What is asked: Convert every line of the items below into a single numbered list, omitting any blank lines.

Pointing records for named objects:
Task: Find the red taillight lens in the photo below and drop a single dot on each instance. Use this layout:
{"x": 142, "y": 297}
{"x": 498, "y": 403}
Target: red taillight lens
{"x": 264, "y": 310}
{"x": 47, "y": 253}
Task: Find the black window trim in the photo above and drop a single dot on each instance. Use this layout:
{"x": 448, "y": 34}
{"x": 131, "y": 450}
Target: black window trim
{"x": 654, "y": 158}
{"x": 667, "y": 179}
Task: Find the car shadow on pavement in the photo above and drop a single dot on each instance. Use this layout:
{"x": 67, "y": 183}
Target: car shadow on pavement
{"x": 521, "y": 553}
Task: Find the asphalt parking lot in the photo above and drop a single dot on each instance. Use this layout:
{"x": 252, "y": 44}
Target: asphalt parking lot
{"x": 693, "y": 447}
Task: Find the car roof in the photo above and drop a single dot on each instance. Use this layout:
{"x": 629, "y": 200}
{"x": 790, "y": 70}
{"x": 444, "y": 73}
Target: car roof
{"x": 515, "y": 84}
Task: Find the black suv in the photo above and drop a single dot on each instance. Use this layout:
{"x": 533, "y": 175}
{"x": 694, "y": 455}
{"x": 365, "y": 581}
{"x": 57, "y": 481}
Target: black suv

Right answer:
1. Task: Find the red taillight lens in the photo below and drop a single dot on each instance. Use this layout:
2. {"x": 142, "y": 297}
3. {"x": 498, "y": 403}
4. Target: red taillight lens
5. {"x": 264, "y": 310}
6. {"x": 47, "y": 253}
7. Task: Find the black window trim in the photo above and drop a single dot on each instance. Use this layout:
8. {"x": 448, "y": 34}
9. {"x": 131, "y": 450}
10. Target: black window trim
11. {"x": 654, "y": 158}
12. {"x": 667, "y": 179}
13. Task: Find the car shadow on pavement in the photo above and drop a single dot on each instance. Use this layout:
14. {"x": 67, "y": 183}
15. Target: car shadow on pavement
16. {"x": 521, "y": 553}
17. Task: Find the asphalt parking lot in the photo above and drop a single dot on each instance. Use this layout:
18. {"x": 252, "y": 44}
19. Target: asphalt parking lot
20. {"x": 693, "y": 447}
21. Task: Find the car roof in the photo above and drop a single dot on each instance. Use this layout:
22. {"x": 629, "y": 200}
23. {"x": 790, "y": 70}
24. {"x": 444, "y": 73}
25. Target: car roof
26. {"x": 515, "y": 84}
27. Task: Find the black suv in the photo above and drop a single dot on each instance. Use this layout:
28. {"x": 533, "y": 175}
29. {"x": 694, "y": 455}
30. {"x": 365, "y": 581}
31. {"x": 57, "y": 481}
32. Target: black suv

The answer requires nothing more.